Donald Knight

Personal information
- Full name: Donald Knight
- Born: June 8, 1947 (age 79)
- Home town: Dundas, Ontario

Figure skating career
- Country: Canada

Medal record
Representing Canada
Men's Figure skating
World Championships
| Bronze medal – third place | 1965 Colorado Springs | Men's singles |
North American Championships
| Gold medal – first place | 1967 Montreal | Men's singles |
| Bronze medal – third place | 1965 Rochester | Men's singles |

= Donald Knight (figure skater) =

Donald Knight (born June 8, 1947) is the 1965-1967 Canadian national champion in men's singles. He won the North American Figure Skating Championships in 1967, having placed third in the previous competition, in 1965. Knight also won the bronze medal at the World Figure Skating Championships in 1965. He trained with coach Ellen Burka.

▬▬▬▬▬▬

#### REQUIRED ACTION A
In the stored data entries, echo every line from the one containing "</instance>" to the one containing "positive clicks: (352, 360) (355, 370)", including both of those lines.

#### Stored data
▬▬▬▬▬▬

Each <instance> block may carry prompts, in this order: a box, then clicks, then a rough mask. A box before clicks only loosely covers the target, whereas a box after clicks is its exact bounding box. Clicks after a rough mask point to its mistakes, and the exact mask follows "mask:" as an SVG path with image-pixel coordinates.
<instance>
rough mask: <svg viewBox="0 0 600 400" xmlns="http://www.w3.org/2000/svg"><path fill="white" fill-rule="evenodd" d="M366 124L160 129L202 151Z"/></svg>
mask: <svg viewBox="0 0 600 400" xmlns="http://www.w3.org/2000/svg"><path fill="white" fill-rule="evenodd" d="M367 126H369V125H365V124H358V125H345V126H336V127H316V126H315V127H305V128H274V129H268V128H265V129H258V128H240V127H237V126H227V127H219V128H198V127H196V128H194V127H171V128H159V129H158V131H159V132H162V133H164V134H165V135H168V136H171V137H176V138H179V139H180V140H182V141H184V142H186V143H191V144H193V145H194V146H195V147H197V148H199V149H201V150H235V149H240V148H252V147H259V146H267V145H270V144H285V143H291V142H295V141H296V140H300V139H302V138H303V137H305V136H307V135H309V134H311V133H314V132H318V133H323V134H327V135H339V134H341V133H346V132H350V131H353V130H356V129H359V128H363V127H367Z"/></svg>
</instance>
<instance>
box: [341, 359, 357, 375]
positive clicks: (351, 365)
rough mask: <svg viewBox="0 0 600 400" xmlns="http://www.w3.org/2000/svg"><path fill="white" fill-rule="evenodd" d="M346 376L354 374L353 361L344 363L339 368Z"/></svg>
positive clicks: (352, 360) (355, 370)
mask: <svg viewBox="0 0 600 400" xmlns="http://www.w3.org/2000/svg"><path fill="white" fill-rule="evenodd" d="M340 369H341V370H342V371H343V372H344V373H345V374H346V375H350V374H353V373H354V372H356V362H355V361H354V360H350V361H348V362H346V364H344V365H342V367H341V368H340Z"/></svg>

▬▬▬▬▬▬

#### REQUIRED ACTION B
Answer these questions using the page text about Donald Knight:
(i) What is Knight's home town?
(ii) In which city did he win the gold medal at the North American Championships?
(iii) Who was his coach?

#### ANSWER A
</instance>
<instance>
box: [341, 359, 357, 375]
positive clicks: (351, 365)
rough mask: <svg viewBox="0 0 600 400" xmlns="http://www.w3.org/2000/svg"><path fill="white" fill-rule="evenodd" d="M346 376L354 374L353 361L344 363L339 368Z"/></svg>
positive clicks: (352, 360) (355, 370)

#### ANSWER B
(i) Dundas, Ontario
(ii) Montreal
(iii) Ellen Burka